A block of data
* start *

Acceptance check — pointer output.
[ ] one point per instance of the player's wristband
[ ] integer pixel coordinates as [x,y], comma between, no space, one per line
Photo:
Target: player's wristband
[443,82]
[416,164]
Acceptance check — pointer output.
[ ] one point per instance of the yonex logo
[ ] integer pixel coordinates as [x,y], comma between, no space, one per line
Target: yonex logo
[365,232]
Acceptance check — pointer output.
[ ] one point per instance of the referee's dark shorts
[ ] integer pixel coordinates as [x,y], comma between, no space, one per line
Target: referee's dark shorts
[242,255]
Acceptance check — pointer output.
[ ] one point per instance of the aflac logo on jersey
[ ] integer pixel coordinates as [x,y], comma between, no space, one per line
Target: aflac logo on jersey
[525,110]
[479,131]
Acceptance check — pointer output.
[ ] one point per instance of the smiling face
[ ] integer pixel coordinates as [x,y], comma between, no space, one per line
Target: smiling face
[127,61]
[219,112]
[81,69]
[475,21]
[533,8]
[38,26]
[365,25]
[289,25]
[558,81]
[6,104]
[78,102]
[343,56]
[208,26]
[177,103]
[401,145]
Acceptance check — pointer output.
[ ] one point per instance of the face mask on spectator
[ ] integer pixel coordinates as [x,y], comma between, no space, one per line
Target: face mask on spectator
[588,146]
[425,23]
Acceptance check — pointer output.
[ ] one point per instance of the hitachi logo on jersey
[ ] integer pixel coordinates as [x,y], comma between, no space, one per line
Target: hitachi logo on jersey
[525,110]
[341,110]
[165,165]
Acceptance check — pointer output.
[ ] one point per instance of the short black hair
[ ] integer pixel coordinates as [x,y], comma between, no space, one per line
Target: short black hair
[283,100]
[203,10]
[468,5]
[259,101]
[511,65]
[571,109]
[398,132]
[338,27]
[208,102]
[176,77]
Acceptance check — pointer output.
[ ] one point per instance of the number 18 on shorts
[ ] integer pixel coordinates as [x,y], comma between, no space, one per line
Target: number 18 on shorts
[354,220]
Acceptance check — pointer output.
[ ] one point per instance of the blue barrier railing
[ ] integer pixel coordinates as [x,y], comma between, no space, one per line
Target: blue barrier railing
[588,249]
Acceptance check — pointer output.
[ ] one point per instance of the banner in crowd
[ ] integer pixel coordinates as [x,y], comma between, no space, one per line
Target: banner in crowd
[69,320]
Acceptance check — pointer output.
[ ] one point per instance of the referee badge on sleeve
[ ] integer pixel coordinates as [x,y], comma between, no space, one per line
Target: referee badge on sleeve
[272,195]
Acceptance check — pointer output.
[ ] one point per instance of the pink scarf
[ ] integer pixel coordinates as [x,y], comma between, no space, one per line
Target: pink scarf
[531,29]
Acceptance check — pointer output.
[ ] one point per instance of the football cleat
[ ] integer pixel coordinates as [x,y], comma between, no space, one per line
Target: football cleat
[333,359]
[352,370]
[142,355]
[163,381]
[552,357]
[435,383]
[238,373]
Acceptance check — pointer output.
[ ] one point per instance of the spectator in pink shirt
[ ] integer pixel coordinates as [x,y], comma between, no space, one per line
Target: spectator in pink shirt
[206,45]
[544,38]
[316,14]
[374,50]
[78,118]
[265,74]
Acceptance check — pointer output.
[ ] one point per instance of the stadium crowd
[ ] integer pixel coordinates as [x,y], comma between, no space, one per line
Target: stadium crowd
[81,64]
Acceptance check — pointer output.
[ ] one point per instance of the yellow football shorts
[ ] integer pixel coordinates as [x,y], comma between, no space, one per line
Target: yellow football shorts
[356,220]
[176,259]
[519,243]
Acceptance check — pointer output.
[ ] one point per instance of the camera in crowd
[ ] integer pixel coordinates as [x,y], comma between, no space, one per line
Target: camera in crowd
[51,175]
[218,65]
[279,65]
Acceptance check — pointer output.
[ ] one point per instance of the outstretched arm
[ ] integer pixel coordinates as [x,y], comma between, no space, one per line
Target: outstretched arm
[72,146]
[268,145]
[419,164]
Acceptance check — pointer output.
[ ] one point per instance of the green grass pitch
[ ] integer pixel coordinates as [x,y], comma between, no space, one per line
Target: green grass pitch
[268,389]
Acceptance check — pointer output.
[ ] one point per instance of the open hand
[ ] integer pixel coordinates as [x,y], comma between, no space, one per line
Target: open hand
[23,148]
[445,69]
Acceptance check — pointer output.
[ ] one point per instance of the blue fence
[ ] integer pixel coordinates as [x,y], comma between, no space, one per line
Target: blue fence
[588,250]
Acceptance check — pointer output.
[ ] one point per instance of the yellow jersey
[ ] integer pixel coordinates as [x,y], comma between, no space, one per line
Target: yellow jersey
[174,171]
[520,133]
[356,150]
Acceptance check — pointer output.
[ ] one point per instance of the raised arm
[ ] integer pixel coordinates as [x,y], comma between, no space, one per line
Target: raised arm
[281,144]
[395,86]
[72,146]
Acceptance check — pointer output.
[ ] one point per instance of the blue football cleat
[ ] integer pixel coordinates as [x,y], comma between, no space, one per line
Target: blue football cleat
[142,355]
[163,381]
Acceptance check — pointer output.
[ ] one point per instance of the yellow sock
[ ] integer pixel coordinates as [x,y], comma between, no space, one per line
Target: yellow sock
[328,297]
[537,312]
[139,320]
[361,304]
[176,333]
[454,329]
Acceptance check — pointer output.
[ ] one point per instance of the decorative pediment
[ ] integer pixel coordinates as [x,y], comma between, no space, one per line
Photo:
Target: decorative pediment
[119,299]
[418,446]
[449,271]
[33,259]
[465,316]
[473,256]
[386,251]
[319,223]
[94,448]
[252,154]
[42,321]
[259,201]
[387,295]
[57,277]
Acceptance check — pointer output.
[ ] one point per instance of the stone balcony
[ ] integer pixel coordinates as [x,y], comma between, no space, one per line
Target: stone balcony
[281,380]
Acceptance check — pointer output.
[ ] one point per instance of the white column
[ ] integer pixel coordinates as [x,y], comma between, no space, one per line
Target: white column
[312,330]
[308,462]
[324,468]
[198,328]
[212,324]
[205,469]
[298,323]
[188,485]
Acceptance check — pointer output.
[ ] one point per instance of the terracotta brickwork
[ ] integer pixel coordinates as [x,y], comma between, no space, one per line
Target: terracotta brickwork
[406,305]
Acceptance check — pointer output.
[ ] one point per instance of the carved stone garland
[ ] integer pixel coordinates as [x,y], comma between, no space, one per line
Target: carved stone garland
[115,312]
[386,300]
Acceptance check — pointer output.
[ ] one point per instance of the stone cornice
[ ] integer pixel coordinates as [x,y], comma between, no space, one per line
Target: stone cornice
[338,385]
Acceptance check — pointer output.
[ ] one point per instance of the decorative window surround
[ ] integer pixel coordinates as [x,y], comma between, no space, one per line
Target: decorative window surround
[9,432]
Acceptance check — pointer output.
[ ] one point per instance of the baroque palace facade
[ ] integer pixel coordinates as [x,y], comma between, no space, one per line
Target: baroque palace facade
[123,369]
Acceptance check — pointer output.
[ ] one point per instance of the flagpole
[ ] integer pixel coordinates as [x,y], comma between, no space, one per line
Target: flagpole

* end *

◆ Objective:
Transcribe every entry exactly.

◆ Solved problem:
Acceptance check — pointer output.
[ ] one point per instance of the player's wristband
[ ] integer pixel coordinates as [x,y], comma between, no space, one per line
Photo:
Target: player's wristband
[443,82]
[416,164]
Acceptance check — pointer output.
[ ] one point per instance of the yonex logo
[ ] integer pixel coordinates as [x,y], comma between, no space, one per line
Target: yonex logo
[365,232]
Acceptance check — pointer output.
[ ] one point per instance of the referee's dark shorts
[ ] integer pixel coordinates as [x,y], comma between, no space, one per line
Target: referee's dark shorts
[242,255]
Acceptance check — pointer output.
[ ] one point per instance of the aflac logo on jersey
[ ] integer pixel coordinates as [x,y], comma between, no space, one per line
Target: aflac logo on jersey
[525,110]
[479,131]
Acceptance check — pointer output.
[ ] one point per instance of the smiling face
[ ] integer pixel coordinates as [x,y], comma between, no space, one per line
Target: smiling face
[127,61]
[219,112]
[81,69]
[475,21]
[533,8]
[38,26]
[365,25]
[289,25]
[558,81]
[6,104]
[78,102]
[343,56]
[208,26]
[177,103]
[401,145]
Acceptance check — pointer output.
[ ] one point per instance of the face mask on spectator
[ ] integer pixel coordinates as [x,y], comma between, no space, one per line
Target: face mask on spectator
[588,146]
[425,23]
Acceptance check — pointer output.
[ ] one point per instance of the hitachi logo on jersey
[ ] integer pixel coordinates as [x,y], comma between, no space, one per line
Target: hitachi logo on jersey
[525,110]
[341,110]
[165,165]
Acceptance check — pointer output.
[ ] one point per instance of the short black hair
[ ] integer pixel coordinates as [x,y], comma between, no space, one per line
Target: short black hair
[283,100]
[203,10]
[468,5]
[259,101]
[511,65]
[571,109]
[398,132]
[338,27]
[208,102]
[176,77]
Acceptance check — pointer output.
[ ] one point per instance of the number 18 on shorts
[ ] integer pixel coordinates as [x,y], comma between, no space, one per line
Target: number 18 on shorts
[354,220]
Acceptance check — pointer output.
[ ] one point per instance of the blue barrier railing
[ ] integer pixel coordinates as [x,y], comma between, no space, one per line
Target: blue barrier railing
[588,249]
Acceptance check — pointer output.
[ ] one point per instance of the banner in crowd
[ ] integer pixel coordinates as [x,y], comma between, no space, one per line
Target: banner in crowd
[69,320]
Acceptance check — pointer output.
[ ] one point per instance of the referee badge on sleeve
[ ] integer pixel coordinates as [x,y], comma between, no space, one per line
Target: referee badge on sleeve
[272,195]
Acceptance check — pointer output.
[ ] one point per instance of the pink scarf
[ ] integer pixel coordinates as [x,y], comma between, no space, one per line
Target: pink scarf
[531,29]
Acceptance check — pointer output.
[ ] one point per instance of the football cleat
[ ] integer pixel coordinates as [x,y], comma between, no space, one per line
Target: football cleat
[333,359]
[352,370]
[142,355]
[163,381]
[552,357]
[435,383]
[238,373]
Acceptance check — pointer output.
[ ] one point per instance of the spectator in pink shirt
[ ] integer pixel coordinates as [x,y], comma between, no space, one per line
Target: spectator in pink shirt
[206,45]
[544,38]
[316,14]
[374,50]
[78,118]
[265,74]
Acceptance check — pointer output.
[ ] one point per instance of the stadium crowd
[ ] integer pixel coordinates as [x,y], comma between, no space, one per line
Target: stadium crowd
[81,64]
Acceptance check — pointer output.
[ ] one point per instance of the yellow football shorts
[ ] integer pixel coordinates as [x,y], comma between, no space, one per line
Target: yellow football shorts
[356,220]
[176,259]
[519,243]
Acceptance check — pointer output.
[ ] one point per instance of the camera in crowd
[ ] integer pixel coordinates as [x,y], comma between, no space, one per line
Target: camera in crowd
[51,175]
[218,65]
[279,65]
Acceptance check — pointer output.
[ ] one point per instance of the outstretched arm
[ ] integer pixel coordinates as [x,y], comma between, no space, one per line
Target: outstretched arm
[72,146]
[268,145]
[419,164]
Acceptance check — pointer output.
[ ] one point per instance of the green grass pitch
[ ] integer pixel coordinates as [x,y], comma between, no space, one per line
Target: green grass pitch
[268,389]
Acceptance check — pointer output.
[ ] one point per instance of the open hand
[ ] integer pixel coordinates as [x,y], comma between, no space, one per line
Target: open hand
[23,148]
[445,69]
Acceptance check — pointer output.
[ ] one point per instance of the blue fence
[ ] integer pixel coordinates as [x,y], comma between, no space, one per line
Target: blue fence
[588,250]
Acceptance check — pointer output.
[ ] one point per instance of the yellow jersey
[ ] integer pixel coordinates as [x,y], comma between, no space, one per line
Target: yellow jersey
[174,171]
[520,133]
[356,150]
Acceptance check — pointer output.
[ ] one point per instance of the raised arm
[ ] integer pixel coordinates as [x,y], comma between, no space, one per line
Target: raised arm
[281,144]
[395,86]
[72,146]
Acceptance check — pointer output.
[ ] one point per instance of the blue football cleat
[ ] integer pixel coordinates as [x,y], comma between, no space, one per line
Target: blue football cleat
[142,355]
[163,381]
Acceptance check — pointer output.
[ ] one point per instance of the yellow sock
[ ] integer pixel coordinates as [x,y], comma between, no space, one per line
Target: yellow sock
[328,297]
[537,312]
[139,320]
[361,304]
[176,333]
[454,329]
Acceptance check — pointer output.
[ ] one point per instance of the decorative pediment
[ ] integer pixel coordinates as [x,y], comma between, no space, one per line
Photo:
Target: decorative pediment
[119,299]
[418,446]
[449,271]
[33,259]
[465,316]
[473,256]
[386,251]
[319,223]
[94,448]
[252,154]
[42,321]
[259,201]
[387,295]
[57,277]
Acceptance check — pointer output.
[ ] one point per instance of the stone balcony
[ ] integer pixel coordinates as [x,y], comma between, no space, one per line
Target: stone balcony
[281,380]
Acceptance check — pointer output.
[ ] one point per instance of the white column
[ ] integer pixel coordinates as [x,y], comma between, no space, one per line
Target: white column
[312,330]
[308,462]
[324,468]
[198,328]
[212,324]
[205,469]
[298,323]
[188,485]
Acceptance check — pointer output.
[ ] one point per instance of the terracotta brickwork
[ ] integer pixel coordinates as [x,y], comma between, no space, one per line
Target: terracotta brickwork
[406,305]
Acceptance check — pointer output.
[ ] one point per instance of the carved stone garland
[ ] integer pixel coordinates as [x,y], comma between, no space, one per line
Target: carved stone garland
[115,312]
[386,300]
Acceptance check — pointer output.
[ ] one point per instance of the stone cornice
[ ] integer pixel coordinates as [x,y], comma between, no space, one per line
Target: stone cornice
[338,385]
Acceptance check — pointer output.
[ ] one point per instance of the decorative window surround
[ ] integer pixel coordinates as [x,y], comma between, no space, one per line
Target: decorative window surround
[9,432]
Acceptance check — pointer output.
[ ] one point per instance of the baroque palace facade
[ ] integer pixel coordinates as [x,y], comma between, no space, one per line
Target: baroque palace facade
[123,369]
Acceptance check — pointer output.
[ ] one point per instance of the flagpole
[ ] integer pixel coordinates as [x,y], comma between, no space, one per line
Target: flagpole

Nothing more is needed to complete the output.